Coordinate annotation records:

*****

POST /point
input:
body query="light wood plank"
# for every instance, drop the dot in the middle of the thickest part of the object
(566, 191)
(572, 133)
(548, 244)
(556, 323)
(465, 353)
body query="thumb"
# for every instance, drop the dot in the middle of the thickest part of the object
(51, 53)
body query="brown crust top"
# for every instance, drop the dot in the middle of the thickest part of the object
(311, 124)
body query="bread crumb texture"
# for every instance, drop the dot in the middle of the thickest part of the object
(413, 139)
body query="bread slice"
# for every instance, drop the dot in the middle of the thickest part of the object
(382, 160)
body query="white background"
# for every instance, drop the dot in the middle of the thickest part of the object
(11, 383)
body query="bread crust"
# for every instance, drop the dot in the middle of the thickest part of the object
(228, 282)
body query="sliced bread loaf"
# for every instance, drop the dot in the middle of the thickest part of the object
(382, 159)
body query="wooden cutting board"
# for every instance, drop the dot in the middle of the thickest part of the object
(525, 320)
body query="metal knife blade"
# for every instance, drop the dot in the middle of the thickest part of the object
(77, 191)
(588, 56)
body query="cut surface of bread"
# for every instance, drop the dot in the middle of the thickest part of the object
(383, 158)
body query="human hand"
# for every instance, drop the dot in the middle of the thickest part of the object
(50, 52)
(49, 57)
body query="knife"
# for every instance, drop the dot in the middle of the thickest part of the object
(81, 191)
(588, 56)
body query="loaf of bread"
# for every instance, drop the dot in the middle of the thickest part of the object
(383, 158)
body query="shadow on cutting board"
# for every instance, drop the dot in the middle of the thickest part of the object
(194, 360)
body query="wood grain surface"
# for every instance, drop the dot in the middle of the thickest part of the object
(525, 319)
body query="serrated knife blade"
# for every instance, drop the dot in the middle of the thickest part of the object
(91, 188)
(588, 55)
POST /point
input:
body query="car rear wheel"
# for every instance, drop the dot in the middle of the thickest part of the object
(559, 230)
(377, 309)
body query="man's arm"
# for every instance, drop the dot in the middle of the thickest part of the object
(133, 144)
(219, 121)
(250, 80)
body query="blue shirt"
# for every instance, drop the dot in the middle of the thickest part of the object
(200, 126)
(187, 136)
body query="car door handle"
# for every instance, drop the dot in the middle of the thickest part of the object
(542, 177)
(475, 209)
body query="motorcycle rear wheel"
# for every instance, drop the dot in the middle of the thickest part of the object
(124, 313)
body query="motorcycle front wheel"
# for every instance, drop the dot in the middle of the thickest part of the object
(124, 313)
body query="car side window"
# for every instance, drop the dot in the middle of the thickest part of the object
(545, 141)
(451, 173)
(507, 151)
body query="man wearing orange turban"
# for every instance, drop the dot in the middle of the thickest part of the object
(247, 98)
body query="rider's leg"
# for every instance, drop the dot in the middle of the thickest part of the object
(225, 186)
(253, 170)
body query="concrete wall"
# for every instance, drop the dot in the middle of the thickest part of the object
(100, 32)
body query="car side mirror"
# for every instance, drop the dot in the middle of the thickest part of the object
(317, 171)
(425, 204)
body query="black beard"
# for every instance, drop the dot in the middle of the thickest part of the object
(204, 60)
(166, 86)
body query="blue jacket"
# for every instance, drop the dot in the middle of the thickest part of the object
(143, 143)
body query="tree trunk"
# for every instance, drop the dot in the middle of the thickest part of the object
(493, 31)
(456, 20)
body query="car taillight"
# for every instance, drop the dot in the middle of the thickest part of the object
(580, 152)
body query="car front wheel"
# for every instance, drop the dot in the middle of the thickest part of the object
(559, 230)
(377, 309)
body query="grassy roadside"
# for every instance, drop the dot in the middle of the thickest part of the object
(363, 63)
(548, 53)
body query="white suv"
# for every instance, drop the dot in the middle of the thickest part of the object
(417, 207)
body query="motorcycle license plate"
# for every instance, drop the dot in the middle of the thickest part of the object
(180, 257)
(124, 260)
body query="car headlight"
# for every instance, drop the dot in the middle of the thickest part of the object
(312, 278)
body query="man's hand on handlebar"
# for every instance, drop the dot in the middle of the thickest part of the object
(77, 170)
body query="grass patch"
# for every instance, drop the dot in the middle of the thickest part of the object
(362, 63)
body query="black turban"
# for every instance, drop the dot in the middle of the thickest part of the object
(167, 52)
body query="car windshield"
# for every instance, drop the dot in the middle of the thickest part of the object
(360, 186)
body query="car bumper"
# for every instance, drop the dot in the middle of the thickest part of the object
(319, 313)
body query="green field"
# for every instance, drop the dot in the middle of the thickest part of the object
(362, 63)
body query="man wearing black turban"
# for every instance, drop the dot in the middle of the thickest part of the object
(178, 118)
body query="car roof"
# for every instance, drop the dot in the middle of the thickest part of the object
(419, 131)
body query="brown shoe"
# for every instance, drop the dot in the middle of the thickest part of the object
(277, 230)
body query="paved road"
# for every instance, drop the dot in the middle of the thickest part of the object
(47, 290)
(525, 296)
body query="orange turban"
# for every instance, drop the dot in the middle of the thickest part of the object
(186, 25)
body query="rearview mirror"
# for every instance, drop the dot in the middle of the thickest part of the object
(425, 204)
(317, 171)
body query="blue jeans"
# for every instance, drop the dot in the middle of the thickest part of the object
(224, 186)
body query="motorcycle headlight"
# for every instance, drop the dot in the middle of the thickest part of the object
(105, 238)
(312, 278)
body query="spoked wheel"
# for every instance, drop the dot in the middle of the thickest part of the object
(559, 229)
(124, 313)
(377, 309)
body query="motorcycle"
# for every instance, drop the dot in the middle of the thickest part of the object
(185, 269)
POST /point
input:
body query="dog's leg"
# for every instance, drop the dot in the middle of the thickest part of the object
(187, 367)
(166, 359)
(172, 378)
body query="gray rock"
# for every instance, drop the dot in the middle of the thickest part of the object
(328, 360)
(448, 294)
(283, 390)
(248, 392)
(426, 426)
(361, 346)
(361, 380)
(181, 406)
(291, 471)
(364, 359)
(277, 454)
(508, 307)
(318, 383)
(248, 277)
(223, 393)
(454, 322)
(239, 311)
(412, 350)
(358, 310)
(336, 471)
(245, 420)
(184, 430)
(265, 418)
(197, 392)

*****

• TO DO: Using the data above, return each line exactly as written.

• EXERCISE SOLUTION:
POST /point
input:
body query="light wood plank"
# for every instance, drop the dot in the middle of the thickest part of the object
(566, 191)
(572, 133)
(548, 244)
(556, 323)
(465, 353)
body query="thumb"
# for every instance, drop the dot in the middle of the thickest part of the object
(51, 53)
body query="brown crust top"
# for every instance, drop the dot in the middle of the thickest part of the object
(311, 124)
body query="bread crumb texture"
# for every instance, drop the dot in the middle of the thickest part of the object
(413, 139)
body query="bread slice"
# for every instance, drop the dot in the middle of the thickest part of the object
(382, 160)
body query="white background"
# for every instance, drop the dot in the middle of the thickest part of the object
(11, 383)
body query="bread crust"
# for every instance, drop the dot in the middle of the thickest part of the object
(228, 282)
body query="sliced bread loaf"
# for every instance, drop the dot in the middle of the thickest part of the object
(382, 159)
body query="wooden cutting board"
# for every instance, drop the dot in the middle of the thickest part of the object
(525, 320)
body query="metal knife blade"
# for every instance, drop the dot in the middle of the thickest part of the object
(77, 191)
(588, 56)
body query="cut surface of bread"
# for every instance, drop the dot in the middle of the thickest part of the object
(383, 158)
body query="human hand"
# for every instance, drop the dot in the middle of the thickest part of the object
(50, 52)
(49, 57)
body query="knife"
# for every instance, drop the dot in the middle of the thickest part of the object
(81, 191)
(588, 56)
body query="loaf of bread"
# for every instance, drop the dot in the middle of the thickest part of the object
(383, 158)
body query="shadow on cutting board"
# for every instance, drop the dot in the middle of the thickest part of the object
(194, 360)
body query="wood grain surface"
# for every instance, drop the dot in the middle of the thickest part of the object
(525, 319)
body query="serrated knife blade"
# for every instance, drop the dot in the middle of the thickest part of the object
(91, 188)
(588, 55)
POST /point
input:
body query="car rear wheel"
# for every instance, drop the dot in the middle of the thickest part of the object
(559, 230)
(377, 309)
body query="man's arm"
# for every instance, drop the dot in the middle of the thickest part of the object
(133, 144)
(219, 121)
(250, 80)
body query="blue shirt"
# for every instance, drop the dot in the middle of the thickest part of the object
(200, 126)
(187, 136)
body query="car door handle"
# for every instance, drop the dot in the middle of the thickest part of the object
(542, 177)
(475, 209)
body query="motorcycle rear wheel"
# for every instance, drop the dot in the middle of the thickest part of the object
(124, 313)
body query="motorcycle front wheel"
# for every instance, drop the dot in the middle of the thickest part of the object
(124, 313)
body query="car side window"
# for every instance, drop the dot in the middle of the thickest part of the object
(545, 141)
(451, 173)
(507, 151)
body query="man wearing orange turban"
# for every instance, drop the dot in the middle of the thickest part of the object
(247, 98)
body query="rider's leg"
# for every instance, drop the dot in the middle of the thickest part of the object
(225, 186)
(253, 170)
body query="concrete wall"
# for every instance, drop the dot in the middle of the thickest part of the object
(100, 32)
body query="car side mirror"
# for every instance, drop the dot in the middle of the thickest part of the object
(317, 171)
(425, 204)
body query="black beard"
# for every instance, drop the dot in the middle of the thickest part of the object
(204, 60)
(166, 86)
body query="blue jacket"
# for every instance, drop the dot in the middle of the thickest part of the object
(143, 143)
body query="tree trunk"
# for every instance, drop the dot in the middle of the thickest part of the object
(493, 31)
(456, 20)
body query="car taillight"
# for every instance, drop the dot in the middle of the thickest part of the object
(580, 152)
body query="car front wheel"
# for every instance, drop the dot in the middle of the thickest part of the object
(559, 230)
(377, 309)
body query="grassy roadside"
# for every instance, drop the dot in the middle of the thickest part of the object
(363, 63)
(548, 53)
body query="white suv"
# for every instance, drop the dot in the middle of the thickest part of the object
(417, 207)
body query="motorcycle license plate"
# for every instance, drop the dot in the middle of the thickest part of the object
(180, 257)
(124, 260)
body query="car headlight"
# for every instance, drop the dot in the middle of the thickest part of the object
(312, 278)
body query="man's hand on handlebar"
# for every instance, drop the dot in the middle of the thickest part of the object
(77, 170)
body query="grass patch"
# for every instance, drop the dot in the middle of the thickest part of the object
(362, 63)
body query="black turban"
# for every instance, drop the dot in the middle of the thickest part of the object
(167, 52)
body query="car windshield"
# for every instance, drop the dot in the middle of the thickest part of the object
(360, 186)
body query="car bumper"
# for every instance, drop the dot in the middle of the thickest part of the object
(319, 313)
body query="green field"
# for every instance, drop the dot in the middle of the thickest part of the object
(362, 63)
body query="man wearing black turban"
# for every instance, drop the dot in the middle of the thickest part of the object
(178, 118)
body query="car roof"
# for every instance, drop the dot in the middle of the thickest part of the object
(419, 131)
body query="brown shoe"
# for every instance, drop the dot in the middle of the thickest part of the object
(277, 230)
body query="paved road"
# for every instance, drop the dot in the middle of the thickest part of the object
(47, 290)
(525, 296)
body query="orange turban"
# for every instance, drop the dot in the middle of the thickest part of the object
(186, 25)
body query="rearview mirror"
# for every instance, drop the dot in the middle of the thickest part of the object
(425, 204)
(317, 171)
body query="blue jeans"
# for every instance, drop the dot in the middle of the thickest part of the object
(224, 186)
body query="motorcycle headlight"
# for every instance, drop the dot in the middle of the thickest part of the object
(105, 238)
(312, 278)
body query="spoked wheel"
# for every instance, drop the dot in the middle of the thickest part of the object
(559, 229)
(124, 313)
(377, 309)
body query="motorcycle"
# for every instance, drop the dot in the middle of the thickest part of the object
(185, 269)
POST /point
input:
body query="dog's leg"
# for every instance, drop the dot in the middle of the thickest part of the object
(187, 367)
(166, 359)
(172, 378)
body query="gray rock"
# for every instance, drop the dot in the middle of the thickest part of the object
(328, 360)
(448, 294)
(283, 390)
(248, 392)
(426, 426)
(361, 346)
(361, 380)
(181, 406)
(291, 471)
(364, 359)
(277, 454)
(508, 307)
(318, 383)
(248, 277)
(223, 393)
(454, 322)
(239, 311)
(412, 350)
(358, 310)
(336, 471)
(245, 420)
(184, 430)
(265, 418)
(197, 392)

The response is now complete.